Aujourd'hui, je vous recommande cette chaîne YouTube : Two Minutes Paper, tenue par Károly Zsolnai-Fehér, chercheur autrichien à l'université technique de Vienne. Le concept est simple. En une courte vidéo (généralement cinq ou six minutes), Károly présente le contenu d'un article de recherche récent. La chaîne est très productive, et couvre des sujets assez divers autour de l'informatique et de l'image (avec des exceptions bien sûr !). Le contenu est clair et orienté sur des démonstrations visuelles, très attrayant pour les amateurs de contenu scientifique.
Seul bémol : les vidéos ne sont disponibles qu'en anglais, ne sont que rarement sous-titrées en anglais, et encore plus rarement en français. L'expression est tout de même claire et le narrateur parle doucement : cela peut être un bon exercice pour les aspirants bilingues. Mais si vous ne souhaitez pas vous embêter avec cela, et désirez tout de même goûter à ce contenu, voici un exemple de vidéo traduite et arrangée pour cet article.
Une tâche aujourd'hui assez maîtrisée par les ordinateurs est le transfert de style. On prend une image comme référence du style voulu, par exemple un tableau de Vincent van Gogh. On prend une seconde image, par exemple simple photo d'une voiture. Et à l'aide d'un algorithme d'intelligence artificielle, on produit une copie de la photo, utilisant le style graphique demandé. Voyez plutôt cette illustration pour bien comprendre :
Beaucoup de styles différents peuvent être appliqués pour transformer la photo de départ. Parmi eux, il y a les motifs de bois, pour donner l'impression que la photo a été gravée dans du bois. L'article présenté dans la vidéo propose d'aller encore plus loin : le résultat final ne doit pas être une photo numérique mais une œuvre physique, en bois. Pour faire cela, le processus est le suivant :
Les étapes 1, 2 et 3 sont très simples. L'étape 5 est aujourd'hui assez facile car les machines à commandes numériques sont facilement utilisables (c'est le cas par exemple à l'Atelier !). L'étape 6 est un peu pénible car il faut la faire à la main, mais reste abordable. L'étape cruciale est la quatrième : comment sélectionner les bons morceaux de bois de la planche pour reconstituer l'image.

- **Données extraites**
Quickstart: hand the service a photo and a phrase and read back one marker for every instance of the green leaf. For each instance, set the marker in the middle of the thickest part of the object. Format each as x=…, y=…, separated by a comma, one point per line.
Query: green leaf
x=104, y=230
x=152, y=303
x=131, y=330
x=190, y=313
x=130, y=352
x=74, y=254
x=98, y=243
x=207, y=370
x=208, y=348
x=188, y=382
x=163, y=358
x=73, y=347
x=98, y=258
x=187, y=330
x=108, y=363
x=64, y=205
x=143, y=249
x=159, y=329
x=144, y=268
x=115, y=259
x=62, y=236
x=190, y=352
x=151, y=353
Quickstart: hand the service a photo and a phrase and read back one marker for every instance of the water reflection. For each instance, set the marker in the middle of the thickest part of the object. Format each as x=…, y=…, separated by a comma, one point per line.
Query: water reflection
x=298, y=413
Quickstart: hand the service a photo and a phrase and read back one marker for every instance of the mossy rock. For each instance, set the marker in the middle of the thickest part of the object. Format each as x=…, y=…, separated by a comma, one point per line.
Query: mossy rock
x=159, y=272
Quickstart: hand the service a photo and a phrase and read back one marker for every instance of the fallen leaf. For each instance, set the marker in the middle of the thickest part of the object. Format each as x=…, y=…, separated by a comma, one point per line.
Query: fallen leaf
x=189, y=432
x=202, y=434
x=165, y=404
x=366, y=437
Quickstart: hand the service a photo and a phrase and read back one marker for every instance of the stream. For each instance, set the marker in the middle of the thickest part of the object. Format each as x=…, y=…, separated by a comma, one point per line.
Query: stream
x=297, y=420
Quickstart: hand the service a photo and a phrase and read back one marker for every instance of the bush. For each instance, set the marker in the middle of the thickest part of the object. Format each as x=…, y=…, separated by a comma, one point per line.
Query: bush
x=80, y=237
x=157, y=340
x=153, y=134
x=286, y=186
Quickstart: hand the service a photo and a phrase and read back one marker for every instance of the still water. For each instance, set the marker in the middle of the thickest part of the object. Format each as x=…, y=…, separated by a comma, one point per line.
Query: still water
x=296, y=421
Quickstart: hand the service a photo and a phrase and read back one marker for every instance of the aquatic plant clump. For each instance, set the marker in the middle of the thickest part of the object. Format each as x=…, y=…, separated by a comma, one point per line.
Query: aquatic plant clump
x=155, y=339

- **Consigne 1**
Répondez à ces questions sur le texte consacré à la chaîne Two Minutes Paper :
(a) Dans quelle université travaille le chercheur qui tient la chaîne ?
(b) Combien de temps dure généralement une vidéo de la chaîne ?
(c) Quelle étape du processus de fabrication le texte juge-t-il cruciale ?
- **Consigne 2**
Donnez la suite du texte sur la chaîne Two Minutes Paper, à partir de sa dernière phrase.
Les lignes n'interviennent pas dans cet exercice.

- **Corrigé 1**
(a) À l'université technique de Vienne.
(b) Cinq ou six minutes.
(c) La quatrième étape : sélectionner les bons morceaux de bois de la planche pour reconstituer l'image.

- **Corrigé 2**
Cette étape doit résoudre deux problèmes majeurs :
Le problème étant divisé en deux sous-problèmes, la solution est également divisée en deux parties.
Le premier objectif est d'établir une correspondance entre le bois et l'image, de façon assez formelle pour être exploitable par un ordinateur. Concrètement, il faut pouvoir répondre avec un nombre à la question « Est-ce que cette zone du bois ressemble à cette zone de l'image ? ».
Une première approche consiste à utiliser la couleur. Si la zone de l'image est plutôt rougeâtre, on va essayer de faire correspondre une zone de la planche également rougeâtre. Si la zone de l'image est plutôt noire, on va essayer de prendre une zone de la planche également noire. Mais si la zone de l'image est plutôt bleue, ou verte, et bien, c'est compliqué. En fait, les couleurs du bois ne sont pas assez diverses pour pouvoir représenter toutes les couleurs trouvables dans des images en général.
Ainsi, les chercheurs se sont penchés vers une autre solution : considérer l'image directement en noir et blanc (de même pour la photo de la planche), et essayer de faire correspondre la texture du bois à la texture de l'image. C'est-à -dire que l'on va utiliser l'intensité générale (plutôt blanc ou noir, clair ou foncé) et les nervures (qui forment des lignes) du bois pour recréer l'image. Par exemple, pour représenter un angle dans l'image, on va chercher un bout de la planche où une nervure dessine un coude dans le bois.
On considère désormais disposer d'une méthode pour choisir un morceau de bois représentant une partie de l'image. Le problème, c'est qu'après avoir découpé ce morceau pour le poser à sa place finale, on ne peut plus l'utiliser. La ressource matérielle est finie, il faut l'utiliser avec parcimonie sinon nous allons manquer des bonnes pièces pour finir le puzzle.
Les chercheurs ont pour cela incorporé deux heuristiques (règles rusées, imparfaites mais suffisantes pour que ça fonctionne) à leur algorithme :
Voici ce que ces règles peuvent donner :
Ceci fait, chaque zone de l'image se voit attribuer un morceau de bois, petit à petit. Une fois l'ensemble terminé, un dernier algorithme vient améliorer le rendu en déformant les pièces du puzzle afin de suivre les lignes directrices de l'image originale, souvent les contours. Cela renforce beaucoup le tracé et donne l'impression de netteté au rendu.
Voilà , le plan de découpe est prêt. Il ne reste plus que la fabrication.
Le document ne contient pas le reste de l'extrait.